• _Request 1_
In the discussion about the slur, what does the writer call themselves as a warning that something will take longer than it should?
• _Request 2_
Pick up the discussion about the slur after its last sentence and carry it forward.

** START OF Selected extract **

I treat others how I want to be treated. I treat myself how I want others to treat me. And, like it or not, I look at how others treat themselves to learn how I can and should - or IF I SHOULD - interact with them. As long as that treatment of self involves being degrading to themselves and people around them, I'm not sure how deep I can let my interactions go, as our value structure seems askew.

Indeed, it's a horrible quagmire when the use of a word comes to define and entire segment of the population. But using it doesn't make it go away. And certainly saying that "we can" and "you can't" does more to divide us than unite us.

I have taught my daughter not to say it, and no, I didn't give her a whole lot of reasons. Just up there with "you cant' kill kittens."

There is a quick nod into self-deprecating humor that perhaps we ought to make. I call myself a space case all the time, and I do it as a warning that it will take me longer to get something done than it should. I use it as a warning. We all do that, I think. "I'm on the rag" is code for "I'm either going to cry or slap you." So what is the warning, the hidden code, when I say, "I'm just a redneck." Or, I'll say it, "I'm just a nigger." Or even, "I'm a nigger and I'm proud."  We cannot, in fact, change the meaning of this word, it's etched in generations of breath.  We just keep putting it out there, making it okay and telling others that this is the pot in which we want to live.

I just don't want to. I won't add to that. And I'll remain sad anytime someone does. Because I shouldn't have to tell my daughter that even though everyone else is degrading our world, she can't. When will we all be able to learn by example?

But then again, I'm an original Redneck. I'm a Hatfield baby, they make cartoons about my family tree. And I'm proud of it, but not in a "reclaim the word" way. I'm proud of where my people have been and have come and reminded that we all contain multitudes and no one's heritage defines them, whether we want it to or not.  But how we behave in the world does. 

____________

Alyssa Royse

Just Cause It: A Web Site To Save The World

Start Her Up: A Blog for Women Entrepreneurs

 

Round and around we go

Alyssa, you make some excellent points, but I'm not sure why you framed what you said in the context of disagreeing with me on people using the "n" word. Nothing in my post says that I agree with Whoopi or anyone else who has reasons for using the "n" word. Neither did I say I use the word or that my children use the word.

Understanding why people do what they do is not the same as condoning it.

Indeed, it's a horrible quagmire when the use of a word comes to define and entire segment of the population. But using it doesn't make it go away. And certainly saying that "we can" and "you can't" does more to divide us than unite us.

** END OF Selected extract **
** START OF Extracted entries **

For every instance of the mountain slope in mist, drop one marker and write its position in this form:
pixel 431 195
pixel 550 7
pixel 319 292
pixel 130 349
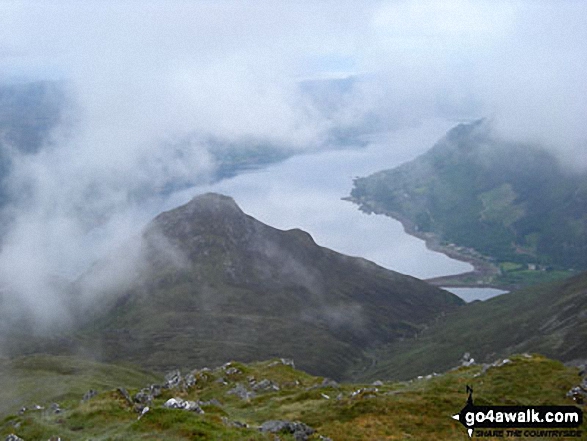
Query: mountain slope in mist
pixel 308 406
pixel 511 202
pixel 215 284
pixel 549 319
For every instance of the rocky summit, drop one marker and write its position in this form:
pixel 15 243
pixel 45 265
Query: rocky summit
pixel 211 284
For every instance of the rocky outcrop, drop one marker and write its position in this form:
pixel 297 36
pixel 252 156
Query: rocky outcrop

** END OF Extracted entries **
** START OF Extracted entries **

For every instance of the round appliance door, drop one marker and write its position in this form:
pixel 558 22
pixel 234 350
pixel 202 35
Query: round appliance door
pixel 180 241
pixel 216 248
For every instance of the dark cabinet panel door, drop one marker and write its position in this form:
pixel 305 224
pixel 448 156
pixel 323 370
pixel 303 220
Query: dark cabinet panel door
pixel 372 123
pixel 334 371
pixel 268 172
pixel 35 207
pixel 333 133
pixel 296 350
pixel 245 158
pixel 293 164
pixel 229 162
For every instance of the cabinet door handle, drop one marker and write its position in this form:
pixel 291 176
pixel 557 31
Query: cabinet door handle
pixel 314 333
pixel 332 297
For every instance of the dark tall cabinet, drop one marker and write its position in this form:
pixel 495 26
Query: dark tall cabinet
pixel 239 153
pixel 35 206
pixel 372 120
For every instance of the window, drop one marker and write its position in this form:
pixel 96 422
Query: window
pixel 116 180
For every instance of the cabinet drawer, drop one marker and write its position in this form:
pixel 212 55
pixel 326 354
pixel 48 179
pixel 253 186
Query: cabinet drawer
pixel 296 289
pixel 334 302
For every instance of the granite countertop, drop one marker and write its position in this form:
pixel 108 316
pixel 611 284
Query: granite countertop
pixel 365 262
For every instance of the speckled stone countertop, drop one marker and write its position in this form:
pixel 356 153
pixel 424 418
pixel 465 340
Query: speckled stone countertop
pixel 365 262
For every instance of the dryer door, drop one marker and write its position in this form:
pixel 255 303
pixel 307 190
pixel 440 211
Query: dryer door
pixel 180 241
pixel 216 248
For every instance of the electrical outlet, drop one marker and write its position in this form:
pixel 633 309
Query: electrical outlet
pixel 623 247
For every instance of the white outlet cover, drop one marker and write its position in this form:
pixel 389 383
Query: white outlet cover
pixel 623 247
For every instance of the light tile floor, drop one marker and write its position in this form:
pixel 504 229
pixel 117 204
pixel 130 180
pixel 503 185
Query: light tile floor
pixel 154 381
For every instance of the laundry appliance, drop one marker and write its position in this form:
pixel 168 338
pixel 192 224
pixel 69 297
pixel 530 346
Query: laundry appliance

** END OF Extracted entries **
** START OF Extracted entries **

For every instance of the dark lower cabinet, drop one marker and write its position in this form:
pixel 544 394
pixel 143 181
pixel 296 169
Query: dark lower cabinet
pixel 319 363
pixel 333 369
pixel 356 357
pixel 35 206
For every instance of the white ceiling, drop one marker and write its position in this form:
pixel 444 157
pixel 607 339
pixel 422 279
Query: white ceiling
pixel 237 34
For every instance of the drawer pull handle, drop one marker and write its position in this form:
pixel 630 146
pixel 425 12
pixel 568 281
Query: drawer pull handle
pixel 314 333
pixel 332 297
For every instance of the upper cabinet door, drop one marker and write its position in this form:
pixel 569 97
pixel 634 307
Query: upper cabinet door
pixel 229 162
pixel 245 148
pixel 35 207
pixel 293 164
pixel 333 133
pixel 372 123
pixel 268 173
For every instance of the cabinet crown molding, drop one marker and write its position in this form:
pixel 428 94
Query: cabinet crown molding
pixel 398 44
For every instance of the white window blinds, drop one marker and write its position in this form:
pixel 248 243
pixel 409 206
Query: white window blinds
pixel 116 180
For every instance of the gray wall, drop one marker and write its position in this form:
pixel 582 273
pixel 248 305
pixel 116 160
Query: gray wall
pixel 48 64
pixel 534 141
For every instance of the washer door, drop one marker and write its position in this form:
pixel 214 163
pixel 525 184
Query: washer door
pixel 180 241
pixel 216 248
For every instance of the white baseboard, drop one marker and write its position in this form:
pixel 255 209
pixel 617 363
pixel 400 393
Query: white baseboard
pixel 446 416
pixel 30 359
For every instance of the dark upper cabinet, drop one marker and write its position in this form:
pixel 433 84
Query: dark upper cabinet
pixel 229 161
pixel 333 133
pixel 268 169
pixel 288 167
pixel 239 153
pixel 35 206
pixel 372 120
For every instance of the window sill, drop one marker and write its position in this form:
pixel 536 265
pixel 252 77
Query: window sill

** END OF Extracted entries **

• _Result 1_
A space case.

• _Result 2_
Again, to whom are you speaking? I don't advocate its use or adhere to the reclaim it doctrine. Do you have those double standard issues I keep reading about, white people upset because they think black people are getting ahead of them? Are you reasoning that this is some kind of reverse discrimination that black people use a word that white people created to insult black people but object when white people use the insult, as usual, against black people?

You know, if white people don't want to own up to the word, and black people are willing to possess it, then maybe we can say "don't use our word" because we've claimed it and you can't have it back! (Just kidding, but that bit does show how ridiculous it is to argue about who can use the word when we know that no one should use it.)

Do white people lose something if they can't say the word "nigger"? Are you suffering assautls to your civil rights because you're itching to use this word but we black people control the world and don't approve?

Rules only divide when they're not fair and it's clear that the party being prevented from doing a certain thing is harmed by not being allowed to do that thing. Any other arguments about fairness is an endulgence in whiney infantilism. (also, people tend to object more when a rule prevents them from doing
something they actually want to do.) We're not talking about the right to own property, to get a job, to use a water fountain. We're talking about white people actually fighting for the "right" to insult black people the same way they always have and to say they do so because black people have low self-esteem and insult themselves sometimes. Is that a cause you'll stand up for?

So what is the warning, the hidden code, when I say, "I'm just a redneck." Or, I'll say it, "I'm just a nigger." Or even, "I'm a nigger
and I'm proud." We cannot, in fact, change the meaning of this word,
it's etched in generations of breath. We just keep putting it out
there, making it okay and telling others that this is the pot in which
we want to live.

So, it's out there. Does that mean you should use it? If white people just decided to stop using it, it would be out there less. Why do they object, go in a circle, and say y'all stop it first?

As I said in my post, these kinds of declarations and reclaiming, using the weapon that was once used against you as a symbol of power, which is why some Christians, for instance, wear crosses, are born from pain and a belief that you've overcome the pain or threat. I don't spend time trying to get people to justify to me how they choose to address their own pain. (Again, understanding does not say it's okay.)

I do, however, not use their pain and how they work through it as an excuse to treat them as badly as they treat themselves. It's not right to use the word and so I don't use it, but my post was not about what I do. My post addresses excuses white people give as well as this pretense some adopt that only black people use self-deprecating language.

Okay, so you get that black people are not the only group that does that. My illuminating that other people also use words for themselves that were created to demean them was not a defense for using the "n" word. It was another way to show that some white people pretend that black people's behavior is unusual in this regard when it is, in fact, not. And if it's not unusual, then it's probably something white people let go or ignore with other groups yet hold against black people. I'm tired of that type of singling out black folks.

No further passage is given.